Document text below:

In his 1980 Tony Award-winning play, Children of a Lesser God, Mark Medoff revealed his keen understanding of the complexities and tensions in human relationships ~ in that instance between a speech therapist and a deaf cleaning woman at a school for the deaf.
Likewise, in his provocative Tommy J and Sally, now on stage at Black Theatre Troupe and directed by Janet Arnold, he raised the ante and cleverly applied a white hot scalpel to the racial divide.
As an allegory both of human bondage to ethnic stereotyping and of the quest for self-discovery and redemption, it is a challenging work to produce, primarily because of the demands it places on its two actors to navigate and sustain a mix of contrasting emotions.
In an aside before the real action of the play commences, Tommy declares that he is a prisoner of his skin, that his lifeblood is gone, that he needs to take revenge for the injustices he and his people have suffered. One might be led to believe that a social justice-seeking bomb thrower is on the loose, but the walls that Tommy wants to tear down have more to do with a betrayal he suffered when he lived with a Jewish family while he was in high school ~ specifically, at the hands of their daughter, Madeline, whom he now believes is the self-transformed nose-altered Sally Hemmings ~ "the hottest pop singer in America," "the Joan Baez of the new century."
To rectify the gnawing pain of that apparent betrayal, he breaks into Sally's pied-a-terre and holds her hostage ~ baiting, accusing, mocking, and threatening her, but always pulling back from the brink of physical violence. These are assaults of the spirit, aspersions about another's identity based on old stereotypes, remorse about a relationship gone awry. At some point, in her own defense, Sally must give as good as she gets, and as she pounds on him for the stereotypical failures of his race, he withers ~ and the tables turn. In the course of their battle, they begin to shed the skins that have defined them and reveal truths about themselves that may yet liberate them. Can there ever be a common ground that they can share, a meeting of the minds, a reconciliation?

End of Document text.
Extracted material below:

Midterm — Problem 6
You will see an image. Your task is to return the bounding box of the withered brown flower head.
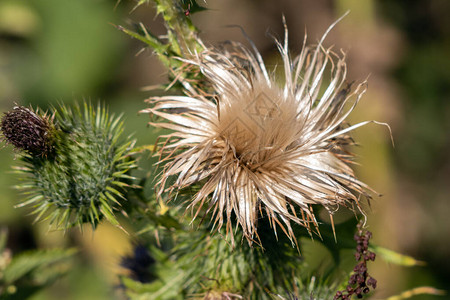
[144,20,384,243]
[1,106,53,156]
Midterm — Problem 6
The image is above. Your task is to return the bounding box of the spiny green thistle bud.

End of Extracted material.
Extracted material below:

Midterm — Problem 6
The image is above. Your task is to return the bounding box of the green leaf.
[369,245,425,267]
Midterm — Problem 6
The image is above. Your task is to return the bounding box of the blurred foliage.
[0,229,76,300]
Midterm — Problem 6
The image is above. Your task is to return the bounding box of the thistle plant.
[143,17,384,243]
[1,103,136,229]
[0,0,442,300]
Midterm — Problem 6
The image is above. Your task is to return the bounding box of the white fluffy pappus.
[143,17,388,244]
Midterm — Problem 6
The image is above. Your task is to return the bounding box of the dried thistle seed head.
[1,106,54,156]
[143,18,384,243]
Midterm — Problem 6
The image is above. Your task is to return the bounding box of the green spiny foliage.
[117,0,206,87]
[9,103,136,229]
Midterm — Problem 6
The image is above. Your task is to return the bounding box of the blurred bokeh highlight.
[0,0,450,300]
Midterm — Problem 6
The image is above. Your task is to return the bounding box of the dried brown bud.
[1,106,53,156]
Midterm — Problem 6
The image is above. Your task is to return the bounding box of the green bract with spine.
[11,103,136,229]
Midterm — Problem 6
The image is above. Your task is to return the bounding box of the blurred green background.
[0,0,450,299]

End of Extracted material.

- **Required tasks**
a) In the review of Tommy J and Sally, who directed the production at Black Theatre Troupe?
b) Please continue the review of Tommy J and Sally, picking up right after its final sentence.
The listing comes from a separate source and is unrelated to the review.

- **Outputs by task**
a) Janet Arnold

b)
Roosevelt Watts shines in his portrayal of Tommy J. It is a role that requires seamless shifts in mood, from sinister to vulnerable to raging to philosophical. Tommy is prodigious in his vocabulary, casting lines that are oratorical and piercing. He claims to be the son of a preacher man of fundamentalist dogma who made him learn a new word every day. Watts delivers the prosaic lines with authority, with a refined cadence reminiscent of Samuel L. Jackson. The role is a remarkable challenge, and Mr. Watts has managed a home run.
As Tommy's prisoner within her own home, Sally must withstand the baiting, fight for her survival, hold fast to her claim of mistaken identity. It is a role that requires an equal level of nuanced performance and balancing of moods. Sarah Chapman's Sally must be as live a wire as Watts if, when they make contact, the requisite sparks are to fly. When it's her turn to hold the gun, she must convey a similar level of danger. When she self-deprecates and reveals herself as a false idol, having taken the path of least resistance and singing empty anthems, she must convey the appropriate pain. Ms. Chapman's performance falls short in this regard ~ good but not electric, intense but not convincing.
Once they have laid bare each other's vulnerabilities, they are (or may be) freer to define their place in the world.
This is a contest of wills and perceptions that is well worth seeing, not only for the mirror it places in front of all of us but also for its relevance in these days of racial turmoil.
Tommy J and Sally runs through December 14th at the Helen K Mason Performing Arts Center.